Obiettivo 1. Stabilisci se ciascuna affermazione concorda con il testo sulla finanza per il clima, rispondendo sì o no e citando alla lettera le parole decisive del testo. (a) Il precedente Fondo da 100 miliardi è nato in ritardo. (b) Nel conteggio i contributi pubblici erano tenuti separati da quelli privati. (c) L'adattamento ha ricevuto più attenzione della mitigazione.
Obiettivo 2. Riproduci fedelmente tutto il testo sulla finanza per il clima a partire dalle parole "Il nuovo obiettivo" e giù fino alle parole "mitigazione rispetto all’adattamento.", entrambe incluse.

Brano del documento.
<<<<
Cento miliardi non bastano più: solidarietà cercasi per aiutare i Paesi vulnerabili al cambiamento climatico

Il nuovo obiettivo di finanza per il clima, ovvero il New Collective Quantified Goal (NCQG) dovrebbe prevedere più risorse e più trasparenza nei criteri di erogazione. Il precedente Fondo da 100 miliardi, infatti, è nato in forte ritardo ed è stato duramente criticato dai Paesi del Sud del mondo per la mancanza di una chiara definizione di ciò che si può considerare finanza per il clima e dalla confusione dei vari contributi. Contributi pubblici contati assieme a quelli privati, molti finanziamenti erogati sotto forma di prestiti (per lo più non agevolati), e un’attenzione sproporzionata alla mitigazione rispetto all’adattamento.
>>>>
[Voci elencate in un dataset]
<<<<
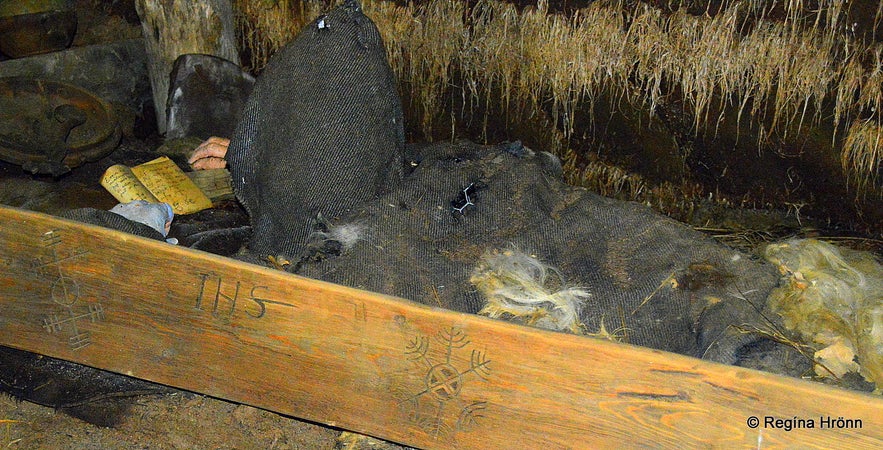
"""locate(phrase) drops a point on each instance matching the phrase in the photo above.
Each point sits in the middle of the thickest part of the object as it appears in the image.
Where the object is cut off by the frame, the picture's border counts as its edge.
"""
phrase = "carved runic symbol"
(65, 291)
(443, 384)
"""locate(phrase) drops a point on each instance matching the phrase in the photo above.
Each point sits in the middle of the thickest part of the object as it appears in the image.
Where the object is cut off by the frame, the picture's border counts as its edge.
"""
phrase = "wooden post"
(172, 28)
(384, 366)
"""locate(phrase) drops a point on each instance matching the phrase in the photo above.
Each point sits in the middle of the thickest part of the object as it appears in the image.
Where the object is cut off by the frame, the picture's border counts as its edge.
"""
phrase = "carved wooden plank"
(381, 365)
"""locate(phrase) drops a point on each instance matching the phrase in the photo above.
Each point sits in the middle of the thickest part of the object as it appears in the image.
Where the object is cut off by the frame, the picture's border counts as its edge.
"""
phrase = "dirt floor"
(168, 421)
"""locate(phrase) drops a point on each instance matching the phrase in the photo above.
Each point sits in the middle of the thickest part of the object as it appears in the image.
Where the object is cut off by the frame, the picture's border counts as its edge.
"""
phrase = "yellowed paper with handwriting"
(160, 180)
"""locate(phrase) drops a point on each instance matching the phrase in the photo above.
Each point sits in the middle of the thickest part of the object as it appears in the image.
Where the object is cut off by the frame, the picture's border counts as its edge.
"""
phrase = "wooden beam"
(381, 365)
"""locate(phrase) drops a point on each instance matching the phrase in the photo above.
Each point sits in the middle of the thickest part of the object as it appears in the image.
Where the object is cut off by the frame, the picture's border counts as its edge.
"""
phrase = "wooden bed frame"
(380, 365)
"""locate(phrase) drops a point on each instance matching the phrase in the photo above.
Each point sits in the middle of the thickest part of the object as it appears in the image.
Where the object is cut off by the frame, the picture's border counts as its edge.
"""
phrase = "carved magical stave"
(372, 363)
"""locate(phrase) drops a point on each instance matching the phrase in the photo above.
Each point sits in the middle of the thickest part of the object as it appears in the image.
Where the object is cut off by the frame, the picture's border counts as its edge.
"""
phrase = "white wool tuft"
(520, 286)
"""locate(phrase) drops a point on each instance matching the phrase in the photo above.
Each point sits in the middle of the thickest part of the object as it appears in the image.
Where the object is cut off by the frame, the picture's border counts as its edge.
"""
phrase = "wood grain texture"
(377, 364)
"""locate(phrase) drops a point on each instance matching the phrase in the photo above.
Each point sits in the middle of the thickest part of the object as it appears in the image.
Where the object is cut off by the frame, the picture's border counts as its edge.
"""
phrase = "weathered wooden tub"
(381, 365)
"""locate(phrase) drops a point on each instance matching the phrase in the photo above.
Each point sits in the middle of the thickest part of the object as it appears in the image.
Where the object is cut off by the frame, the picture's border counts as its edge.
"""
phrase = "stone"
(206, 96)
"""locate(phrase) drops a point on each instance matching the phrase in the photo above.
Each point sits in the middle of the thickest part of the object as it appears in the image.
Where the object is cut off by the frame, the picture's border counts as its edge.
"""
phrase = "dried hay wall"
(794, 79)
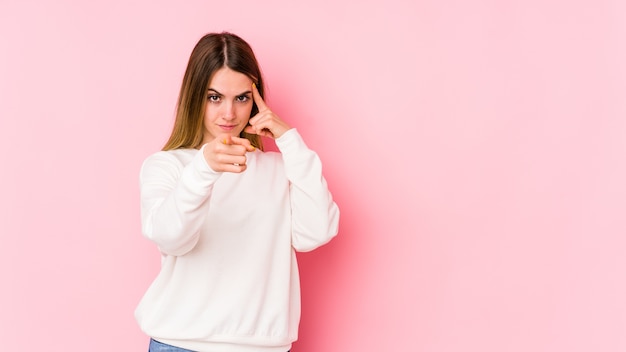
>>>>
Risultato corretto 1.
(a) Sì: "è nato in forte ritardo".
(b) No: "Contributi pubblici contati assieme a quelli privati".
(c) No: "un’attenzione sproporzionata alla mitigazione rispetto all’adattamento".

Risultato corretto 2.
Il nuovo obiettivo di finanza per il clima, ovvero il New Collective Quantified Goal (NCQG) dovrebbe prevedere più risorse e più trasparenza nei criteri di erogazione. Il precedente Fondo da 100 miliardi, infatti, è nato in forte ritardo ed è stato duramente criticato dai Paesi del Sud del mondo per la mancanza di una chiara definizione di ciò che si può considerare finanza per il clima e dalla confusione dei vari contributi. Contributi pubblici contati assieme a quelli privati, molti finanziamenti erogati sotto forma di prestiti (per lo più non agevolati), e un’attenzione sproporzionata alla mitigazione rispetto all’adattamento.